> _WORK REQUIRED_
Starting with the line that holds "the blue light", copy out each remaining line of the listing below, up to and including the last one, and include nothing else.

Position identification records:
_ _ _
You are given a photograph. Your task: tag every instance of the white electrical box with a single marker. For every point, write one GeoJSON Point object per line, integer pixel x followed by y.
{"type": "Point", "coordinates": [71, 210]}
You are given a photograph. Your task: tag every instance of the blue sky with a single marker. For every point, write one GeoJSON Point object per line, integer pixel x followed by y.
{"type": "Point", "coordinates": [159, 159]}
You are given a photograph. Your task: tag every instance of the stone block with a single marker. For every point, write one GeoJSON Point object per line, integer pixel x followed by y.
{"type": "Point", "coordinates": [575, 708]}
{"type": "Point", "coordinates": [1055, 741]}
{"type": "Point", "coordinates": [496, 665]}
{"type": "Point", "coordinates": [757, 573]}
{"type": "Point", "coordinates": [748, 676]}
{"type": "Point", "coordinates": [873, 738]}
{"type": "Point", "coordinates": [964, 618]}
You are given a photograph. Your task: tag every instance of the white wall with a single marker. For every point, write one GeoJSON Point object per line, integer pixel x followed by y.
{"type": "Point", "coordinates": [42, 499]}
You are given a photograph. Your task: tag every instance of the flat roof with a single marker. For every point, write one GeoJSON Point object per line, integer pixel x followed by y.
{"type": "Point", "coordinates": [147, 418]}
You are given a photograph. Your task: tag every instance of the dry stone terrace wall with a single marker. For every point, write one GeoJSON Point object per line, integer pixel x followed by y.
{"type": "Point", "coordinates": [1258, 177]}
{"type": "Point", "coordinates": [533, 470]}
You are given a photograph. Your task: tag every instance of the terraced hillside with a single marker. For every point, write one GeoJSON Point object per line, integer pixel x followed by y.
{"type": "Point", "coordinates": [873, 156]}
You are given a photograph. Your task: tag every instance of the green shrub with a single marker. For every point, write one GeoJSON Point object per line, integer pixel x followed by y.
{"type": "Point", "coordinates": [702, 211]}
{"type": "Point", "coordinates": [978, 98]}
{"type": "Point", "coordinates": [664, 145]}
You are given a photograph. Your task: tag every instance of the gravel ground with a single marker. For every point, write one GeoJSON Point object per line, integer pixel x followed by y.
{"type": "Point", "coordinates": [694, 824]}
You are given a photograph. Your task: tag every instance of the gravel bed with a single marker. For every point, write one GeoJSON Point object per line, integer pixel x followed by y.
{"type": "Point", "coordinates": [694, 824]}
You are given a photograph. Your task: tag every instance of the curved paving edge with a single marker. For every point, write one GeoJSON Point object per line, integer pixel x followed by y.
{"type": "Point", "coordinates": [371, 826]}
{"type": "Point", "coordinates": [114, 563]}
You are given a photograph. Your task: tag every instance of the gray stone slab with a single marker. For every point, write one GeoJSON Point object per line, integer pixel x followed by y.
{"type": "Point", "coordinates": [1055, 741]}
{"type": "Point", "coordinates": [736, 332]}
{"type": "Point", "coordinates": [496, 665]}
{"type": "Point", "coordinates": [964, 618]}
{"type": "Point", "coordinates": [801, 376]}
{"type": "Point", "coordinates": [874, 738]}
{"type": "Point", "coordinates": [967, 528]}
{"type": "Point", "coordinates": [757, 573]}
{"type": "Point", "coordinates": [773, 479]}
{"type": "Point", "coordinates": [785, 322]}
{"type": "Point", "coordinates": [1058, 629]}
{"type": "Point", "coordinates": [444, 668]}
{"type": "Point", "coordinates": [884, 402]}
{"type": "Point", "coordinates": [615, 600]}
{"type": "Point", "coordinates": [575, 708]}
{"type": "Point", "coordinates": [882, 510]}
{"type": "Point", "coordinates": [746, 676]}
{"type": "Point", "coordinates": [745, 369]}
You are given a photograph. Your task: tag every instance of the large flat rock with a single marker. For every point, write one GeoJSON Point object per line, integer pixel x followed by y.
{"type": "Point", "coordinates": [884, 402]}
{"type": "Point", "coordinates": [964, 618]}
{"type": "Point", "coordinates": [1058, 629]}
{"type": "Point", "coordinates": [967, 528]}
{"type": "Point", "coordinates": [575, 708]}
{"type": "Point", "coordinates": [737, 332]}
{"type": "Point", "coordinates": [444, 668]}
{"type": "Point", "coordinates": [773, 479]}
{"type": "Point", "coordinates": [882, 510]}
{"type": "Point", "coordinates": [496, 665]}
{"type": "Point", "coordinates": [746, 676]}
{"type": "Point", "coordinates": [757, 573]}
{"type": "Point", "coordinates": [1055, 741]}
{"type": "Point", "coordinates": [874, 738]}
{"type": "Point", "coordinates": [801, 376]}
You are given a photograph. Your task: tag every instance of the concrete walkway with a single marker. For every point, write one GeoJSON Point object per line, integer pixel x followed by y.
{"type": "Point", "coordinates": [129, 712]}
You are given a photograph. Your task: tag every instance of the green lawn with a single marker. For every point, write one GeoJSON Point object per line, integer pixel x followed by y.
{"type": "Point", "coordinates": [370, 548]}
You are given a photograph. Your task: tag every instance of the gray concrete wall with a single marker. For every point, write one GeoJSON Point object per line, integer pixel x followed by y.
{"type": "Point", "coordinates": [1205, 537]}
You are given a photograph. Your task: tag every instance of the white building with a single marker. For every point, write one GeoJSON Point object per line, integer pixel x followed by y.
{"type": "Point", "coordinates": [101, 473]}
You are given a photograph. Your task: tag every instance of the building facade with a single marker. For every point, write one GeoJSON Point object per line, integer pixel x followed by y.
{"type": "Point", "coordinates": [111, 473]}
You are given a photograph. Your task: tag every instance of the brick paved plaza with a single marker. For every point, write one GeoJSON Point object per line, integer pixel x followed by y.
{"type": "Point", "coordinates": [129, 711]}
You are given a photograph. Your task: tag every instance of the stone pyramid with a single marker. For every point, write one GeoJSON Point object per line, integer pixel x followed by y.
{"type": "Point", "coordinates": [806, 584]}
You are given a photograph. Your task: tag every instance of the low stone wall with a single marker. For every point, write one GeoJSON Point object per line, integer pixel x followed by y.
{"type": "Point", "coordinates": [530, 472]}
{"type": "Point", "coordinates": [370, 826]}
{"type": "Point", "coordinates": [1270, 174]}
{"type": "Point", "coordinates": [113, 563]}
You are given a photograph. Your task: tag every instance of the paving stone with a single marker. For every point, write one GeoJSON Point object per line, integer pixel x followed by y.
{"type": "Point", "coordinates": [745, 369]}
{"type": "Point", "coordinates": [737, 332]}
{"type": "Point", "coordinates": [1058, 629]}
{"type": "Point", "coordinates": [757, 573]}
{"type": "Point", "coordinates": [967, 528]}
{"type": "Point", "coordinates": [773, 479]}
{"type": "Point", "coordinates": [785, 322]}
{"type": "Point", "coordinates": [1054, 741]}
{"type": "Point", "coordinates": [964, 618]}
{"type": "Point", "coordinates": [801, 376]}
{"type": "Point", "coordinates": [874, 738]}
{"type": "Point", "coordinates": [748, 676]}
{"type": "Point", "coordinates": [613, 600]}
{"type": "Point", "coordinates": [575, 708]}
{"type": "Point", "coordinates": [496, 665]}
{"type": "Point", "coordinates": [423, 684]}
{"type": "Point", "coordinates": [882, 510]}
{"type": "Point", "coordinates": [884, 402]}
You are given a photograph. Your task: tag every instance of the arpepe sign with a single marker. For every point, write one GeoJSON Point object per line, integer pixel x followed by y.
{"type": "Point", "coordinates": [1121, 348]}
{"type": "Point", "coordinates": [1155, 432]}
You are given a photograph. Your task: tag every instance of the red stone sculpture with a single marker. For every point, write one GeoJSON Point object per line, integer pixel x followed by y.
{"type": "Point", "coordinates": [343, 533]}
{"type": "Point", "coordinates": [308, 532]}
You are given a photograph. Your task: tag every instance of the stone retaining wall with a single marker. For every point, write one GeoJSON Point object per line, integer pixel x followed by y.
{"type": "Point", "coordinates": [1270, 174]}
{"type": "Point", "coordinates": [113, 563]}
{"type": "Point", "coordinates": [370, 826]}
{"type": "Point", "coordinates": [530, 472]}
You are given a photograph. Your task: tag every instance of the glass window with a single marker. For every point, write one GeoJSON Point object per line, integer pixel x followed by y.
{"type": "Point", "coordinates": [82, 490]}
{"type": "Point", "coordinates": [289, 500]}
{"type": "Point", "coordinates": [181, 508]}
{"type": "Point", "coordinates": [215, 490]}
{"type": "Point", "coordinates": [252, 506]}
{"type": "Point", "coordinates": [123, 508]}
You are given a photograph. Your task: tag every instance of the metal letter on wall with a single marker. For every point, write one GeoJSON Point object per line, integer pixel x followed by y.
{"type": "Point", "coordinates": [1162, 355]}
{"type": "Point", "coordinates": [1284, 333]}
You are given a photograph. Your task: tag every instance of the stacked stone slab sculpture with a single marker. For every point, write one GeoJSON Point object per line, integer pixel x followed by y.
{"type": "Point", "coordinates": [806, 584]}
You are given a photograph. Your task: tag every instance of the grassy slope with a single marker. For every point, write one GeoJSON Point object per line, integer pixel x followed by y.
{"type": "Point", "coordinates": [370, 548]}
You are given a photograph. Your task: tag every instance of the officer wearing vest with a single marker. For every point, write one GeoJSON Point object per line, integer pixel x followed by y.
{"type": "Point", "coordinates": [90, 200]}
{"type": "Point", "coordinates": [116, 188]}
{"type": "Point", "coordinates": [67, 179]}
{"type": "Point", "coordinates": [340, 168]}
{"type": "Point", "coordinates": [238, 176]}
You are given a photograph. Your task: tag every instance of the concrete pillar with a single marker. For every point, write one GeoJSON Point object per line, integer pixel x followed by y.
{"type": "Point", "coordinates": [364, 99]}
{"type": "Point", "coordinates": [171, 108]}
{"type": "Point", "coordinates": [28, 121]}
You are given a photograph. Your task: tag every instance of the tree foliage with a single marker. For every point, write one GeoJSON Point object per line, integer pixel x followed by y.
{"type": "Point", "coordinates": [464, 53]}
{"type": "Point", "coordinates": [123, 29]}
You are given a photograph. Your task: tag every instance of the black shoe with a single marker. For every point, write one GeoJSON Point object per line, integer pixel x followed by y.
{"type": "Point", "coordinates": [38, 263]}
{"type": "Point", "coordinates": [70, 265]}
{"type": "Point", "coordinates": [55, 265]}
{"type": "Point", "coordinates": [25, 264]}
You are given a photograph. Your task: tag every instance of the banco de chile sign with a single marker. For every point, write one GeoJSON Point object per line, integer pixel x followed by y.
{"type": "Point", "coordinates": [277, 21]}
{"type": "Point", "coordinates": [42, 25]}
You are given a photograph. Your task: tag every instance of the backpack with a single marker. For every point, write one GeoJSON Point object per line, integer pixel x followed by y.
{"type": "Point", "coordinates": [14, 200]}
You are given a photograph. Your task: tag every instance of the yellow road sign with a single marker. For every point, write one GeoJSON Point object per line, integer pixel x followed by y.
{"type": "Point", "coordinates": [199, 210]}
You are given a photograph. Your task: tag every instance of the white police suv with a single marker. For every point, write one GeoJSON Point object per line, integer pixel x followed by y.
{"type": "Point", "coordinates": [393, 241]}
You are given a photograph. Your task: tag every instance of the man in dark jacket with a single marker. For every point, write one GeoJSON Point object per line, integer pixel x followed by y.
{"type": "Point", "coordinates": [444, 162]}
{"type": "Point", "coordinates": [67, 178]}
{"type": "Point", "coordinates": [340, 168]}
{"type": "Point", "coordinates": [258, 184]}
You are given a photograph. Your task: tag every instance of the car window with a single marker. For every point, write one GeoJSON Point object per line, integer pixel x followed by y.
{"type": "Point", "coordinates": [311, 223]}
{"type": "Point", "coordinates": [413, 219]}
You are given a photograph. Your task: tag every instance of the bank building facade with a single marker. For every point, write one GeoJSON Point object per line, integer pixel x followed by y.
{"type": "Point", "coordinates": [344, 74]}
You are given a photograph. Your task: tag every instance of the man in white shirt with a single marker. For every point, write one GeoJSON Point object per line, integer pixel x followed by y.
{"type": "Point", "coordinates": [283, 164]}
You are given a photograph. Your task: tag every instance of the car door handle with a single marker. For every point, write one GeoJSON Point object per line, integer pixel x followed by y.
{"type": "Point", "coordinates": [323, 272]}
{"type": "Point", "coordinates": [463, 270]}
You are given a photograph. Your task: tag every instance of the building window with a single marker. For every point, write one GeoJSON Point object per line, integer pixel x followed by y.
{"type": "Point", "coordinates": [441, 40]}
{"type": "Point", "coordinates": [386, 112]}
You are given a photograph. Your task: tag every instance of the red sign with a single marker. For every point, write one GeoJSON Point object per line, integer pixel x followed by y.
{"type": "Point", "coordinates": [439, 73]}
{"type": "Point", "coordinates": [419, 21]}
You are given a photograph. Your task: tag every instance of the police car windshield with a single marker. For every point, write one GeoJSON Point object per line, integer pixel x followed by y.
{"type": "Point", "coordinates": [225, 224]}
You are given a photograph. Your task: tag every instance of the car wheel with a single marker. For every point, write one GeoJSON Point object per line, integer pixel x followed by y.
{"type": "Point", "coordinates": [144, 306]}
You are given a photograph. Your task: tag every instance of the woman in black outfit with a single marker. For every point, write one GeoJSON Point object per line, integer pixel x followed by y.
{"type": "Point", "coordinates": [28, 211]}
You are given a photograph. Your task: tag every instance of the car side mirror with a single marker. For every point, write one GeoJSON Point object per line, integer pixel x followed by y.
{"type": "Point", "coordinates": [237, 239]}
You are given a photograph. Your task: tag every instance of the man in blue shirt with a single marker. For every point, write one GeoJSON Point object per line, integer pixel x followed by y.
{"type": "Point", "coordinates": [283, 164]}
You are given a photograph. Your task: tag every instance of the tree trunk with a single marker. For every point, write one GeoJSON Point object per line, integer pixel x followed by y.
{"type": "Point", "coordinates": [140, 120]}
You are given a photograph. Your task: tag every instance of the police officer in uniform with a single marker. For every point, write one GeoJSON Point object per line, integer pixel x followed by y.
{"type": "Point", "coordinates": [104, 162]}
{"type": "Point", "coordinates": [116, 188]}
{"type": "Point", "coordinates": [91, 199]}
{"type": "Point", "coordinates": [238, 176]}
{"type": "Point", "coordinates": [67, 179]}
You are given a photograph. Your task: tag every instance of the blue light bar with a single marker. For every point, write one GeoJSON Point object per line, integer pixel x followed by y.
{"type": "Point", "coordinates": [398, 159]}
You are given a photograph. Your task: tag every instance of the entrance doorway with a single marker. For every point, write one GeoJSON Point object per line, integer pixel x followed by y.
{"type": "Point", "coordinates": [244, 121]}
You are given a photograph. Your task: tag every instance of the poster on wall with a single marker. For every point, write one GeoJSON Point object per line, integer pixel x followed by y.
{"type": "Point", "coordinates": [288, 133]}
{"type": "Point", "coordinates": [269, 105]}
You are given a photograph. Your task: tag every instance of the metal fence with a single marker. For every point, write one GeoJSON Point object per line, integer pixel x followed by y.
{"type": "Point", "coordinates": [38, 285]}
_ _ _
> _COMPLETED EXERCISE_
You are given a photograph. Your task: tag every instance of the blue light bar with a single marker. For every point, write one GeoJSON Point object per line, integer pixel x followed by y.
{"type": "Point", "coordinates": [398, 159]}
You are given a photograph. Your task: tag every instance of the entrance doorway with a single marker. For every point, write one GeoJSON Point object per line, integer pixel x followed by y.
{"type": "Point", "coordinates": [244, 121]}
You are given a photograph. Your task: tag every instance of the poster on wall with a single marker. For every point, write one GeoJSON Point object per line, integer pixel x followed by y.
{"type": "Point", "coordinates": [288, 133]}
{"type": "Point", "coordinates": [269, 105]}
You are given a photograph. Your task: tag every instance of the metal fence with a single marker. For every point, write one GeoJSON Point object per line, integer pixel x followed by y.
{"type": "Point", "coordinates": [38, 285]}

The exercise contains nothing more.